■ Given task ■
Extend the forum thread below about chiral centers and meso compounds, picking up after its last sentence.

4. Can meso compounds have unever chiral centers? A problem in the Berkley review orgo set seemed to suggest a 5 carbon sugar that was the configuration R, R, S and R,S,S for carbons 2,3, and 4 respectively were meso regardless of the configuration of the middle carbon (carbon 3). I always thought I learned that meso compounds have to have an even number of chiral centers.

I appreciate any response even if it doesn't answer all the questions!

 

[monkeyvokes]

2. For compounds with aromatic rings attached (ex: Diphenylmethanol - methanol with two benzene rings attached) - in this case, if the OH were protonated and acted as a leaving group resulting in a carbocation, will the rings make the C+ more stable? I'm confused because in compounds like phenol (benzene with OH directly attached), the aromatic ring draws electron density from the OH making the bond weaker and more acidic. Based on that logic, I would think that the rings in diphenylmethanol would draw more electron density away from the C+ making it MORE positive and unstable but my books says it will stabilize it.

for phenol, one of the lone pairs on oxygen can resonate into the ring. Thus, electron density is taken away from oxygen and the positive proton is less likely to stick around.
--Removing electron density from an acidic proton increases its acidity.

for the phenylic carbocation, you have a source of electrons to stabilize the formation of a positive charge. If electron density is delocalized around a positive charge, then the positive charge isn't so unfavorable.
--Adding electron density to a carbocation stabilizes it (same principle for why tertiary is favorable over primary)

 

[monkeyvokes]

1. For sugars and amino acids, does the D configuration always mean that the compound rotates light clockwise? (I know D doesn't always signify the R stereochemistry but I'm just confused about the correlation of +/- rotation and D/L configuration)

Correct me if I'm wrong, but I don't believe there is any optic correlation to S, R, D, or L

 

[monkeyvokes]

4. Can meso compounds have unever chiral centers? A problem in the Berkley review orgo set seemed to suggest a 5 carbon sugar that was the configuration R, R, S and R,S,S for carbons 2,3, and 4 respectively were meso regardless of the configuration of the middle carbon (carbon 3). I always thought I learned that meso compounds have to have an even number of chiral centers.

Wasn't sure about #4 so I googled it and found this: http://www.physicsforums.com/showthread.php?t=536103

tldr: yes 2n+1 chiral centers, but meso compounds require 2n stereocenters. e.g.: (1R, 2S,4r)-1,2,4-cyclopentanetriol

great questions btw

 

[dhb10]

Wasn't sure about #4 so I googled it and found this: http://www.physicsforums.com/showthread.php?t=536103

tldr: yes 2n+1 chiral centers, but meso compounds require 2n stereocenters. e.g.: (1R, 2S,4r)-1,2,4-cyclopentanetriol

great questions btw

Hmm alright, I think I understand now. I actually think you meant to say that all meso compounds have 2n CHIRAL centers (Rs and Ss) but can have 2n + 1 STEREOCENTERS. In your example of 1,2,4-cyclopentanetriol, only carbons 1 and 2 are chiral centers (have four DIFFERENT groups attached - because carbon 4 has two symmetrical groups). THUS, it is named 1R and 2S but carbon 4 does NOT have R/S configuration because it is NOT a chiral center. HOWEVER, Carbon 4 is a stereocenter because if you swap the OH group and the H (making the OH go into or out of the page), you get a different compound. THUS, the molecule has 2 chiral centers (aka 2 R or S carbons) and 1 extra stereocenter.

■ Source data ■

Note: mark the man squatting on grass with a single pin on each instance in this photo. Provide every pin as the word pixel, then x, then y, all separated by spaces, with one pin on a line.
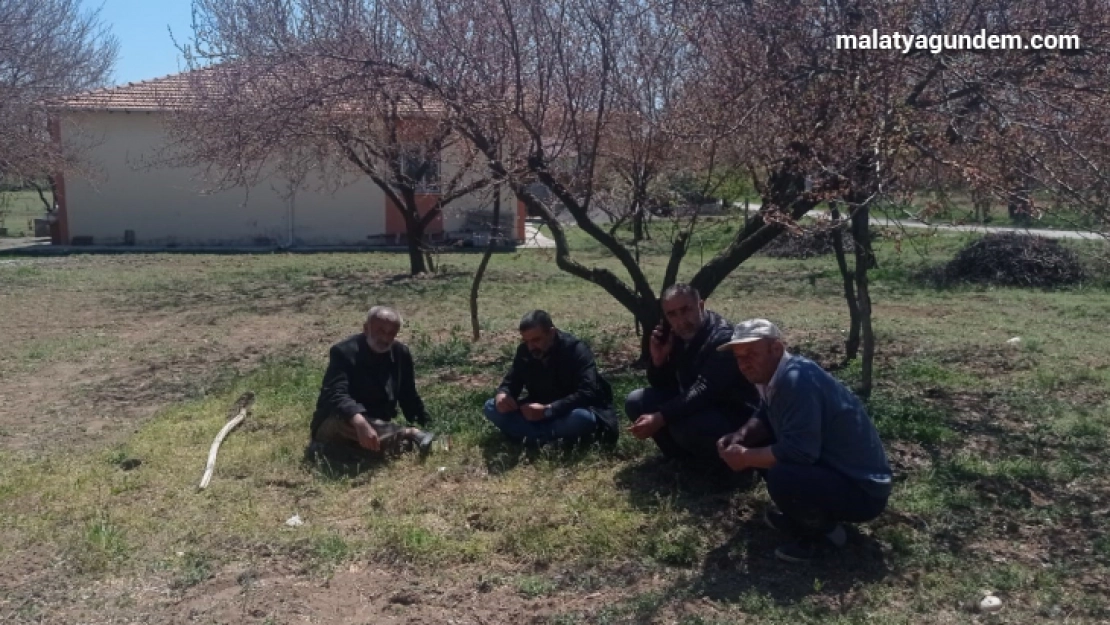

■ Task result ■
Also, I found this online about D/L configurations: http://chemistry.umeche.maine.edu/CHY251/dlwrong.html

It seems like D molecule BY DEFINITION rotate plane polarized light + (clockwise) and L vise versa. However, D/L has no correlation with R/S stereocenters (even though more often that not, D sugars have R stereochemistry at the last chiral center in a sugar for example).

Thanks a lot for your help on these questions. If anyone else can help me specifically with question #3, I would greatly appreciate it.

 

[monkeyvokes]

Hmm alright, I think I understand now. I actually think you meant to say that all meso compounds have 2n CHIRAL centers (Rs and Ss) but can have 2n + 1 STEREOCENTERS. In your example of 1,2,4-cyclopentanetriol, only carbons 1 and 2 are chiral centers (have four DIFFERENT groups attached - because carbon 4 has two symmetrical groups). THUS, it is named 1R and 2S but carbon 4 does NOT have R/S configuration because it is NOT a chiral center. HOWEVER, Carbon 4 is a stereocenter because if you swap the OH group and the H (making the OH go into or out of the page), you get a different compound. THUS, the molecule has 2 chiral centers (aka 2 R or S carbons) and 1 extra stereocenter.

Also, I found this online about D/L configurations: http://chemistry.umeche.maine.edu/CHY251/dlwrong.html

It seems like D molecule BY DEFINITION rotate plane polarized light + (clockwise) and L vise versa. However, D/L has no correlation with R/S stereocenters (even though more often that not, D sugars have R stereochemistry at the last chiral center in a sugar for example).

Thanks a lot for your help on these questions. If anyone else can help me specifically with question #3, I would greatly appreciate it.

"you have to be careful with how you through around the terms "stereocenter" and "chiral center." If your instructor said "A meso compound cannot have 2n+1 number of CHIRAL centers," then they are correct. It would be incorrect to say "a meso compound that contains STEREOcenters must have 2n stereocenters." In other words, these terms do not have the same meaning. All chiral centers are stereocenters, and not all stereocenters are chiral centers. the term "stereocenter" or "stereogenic center" means that swapping two groups on that center would give a different stereoisomer, whereas "chiral center" means that the atom doesn't occupy a molecular plane of symmetry (4 different substituents bonded to the atom). "

 

[nOchemallday]

"you have to be careful with how you through around the terms "stereocenter" and "chiral center." If your instructor said "A meso compound cannot have 2n+1 number of CHIRAL centers," then they are correct. It would be incorrect to say "a meso compound that contains STEREOcenters must have 2n stereocenters." In other words, these terms do not have the same meaning. All chiral centers are stereocenters, and not all stereocenters are chiral centers. the term "stereocenter" or "stereogenic center" means that swapping two groups on that center would give a different stereoisomer, whereas "chiral center" means that the atom doesn't occupy a molecular plane of symmetry (4 different substituents bonded to the atom). "

IDK why you plagarized a quote from another forums, but OP clearly understands the difference between stereocenters and chiral centers. It must have 2n chiral centers; but frankly may have up to 2 (potentially even more) stereocenters in addition to the 2n chiral centers.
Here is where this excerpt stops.